* [Work required] The line holding "Target: uniformed man in black uniform" and every line after it through the end of the entries below: retype these exactly and nothing more.

(Referring expression data)

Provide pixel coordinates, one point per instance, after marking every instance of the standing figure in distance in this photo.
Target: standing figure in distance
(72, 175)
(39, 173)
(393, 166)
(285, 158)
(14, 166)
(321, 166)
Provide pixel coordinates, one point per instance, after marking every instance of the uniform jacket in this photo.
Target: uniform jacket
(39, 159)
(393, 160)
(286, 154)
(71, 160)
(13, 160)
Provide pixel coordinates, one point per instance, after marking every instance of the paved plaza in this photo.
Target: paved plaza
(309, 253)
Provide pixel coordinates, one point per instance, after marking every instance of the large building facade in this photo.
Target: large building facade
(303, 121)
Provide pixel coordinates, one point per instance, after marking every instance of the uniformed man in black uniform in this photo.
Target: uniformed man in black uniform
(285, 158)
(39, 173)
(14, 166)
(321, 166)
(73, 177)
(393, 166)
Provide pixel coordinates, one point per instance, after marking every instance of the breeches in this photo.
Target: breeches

* [Task solution]
Target: uniformed man in black uniform
(285, 158)
(39, 173)
(14, 166)
(321, 166)
(73, 177)
(393, 166)
Provide pixel coordinates, one point per instance, after marking every instance of the breeches in this photo.
Target: breeches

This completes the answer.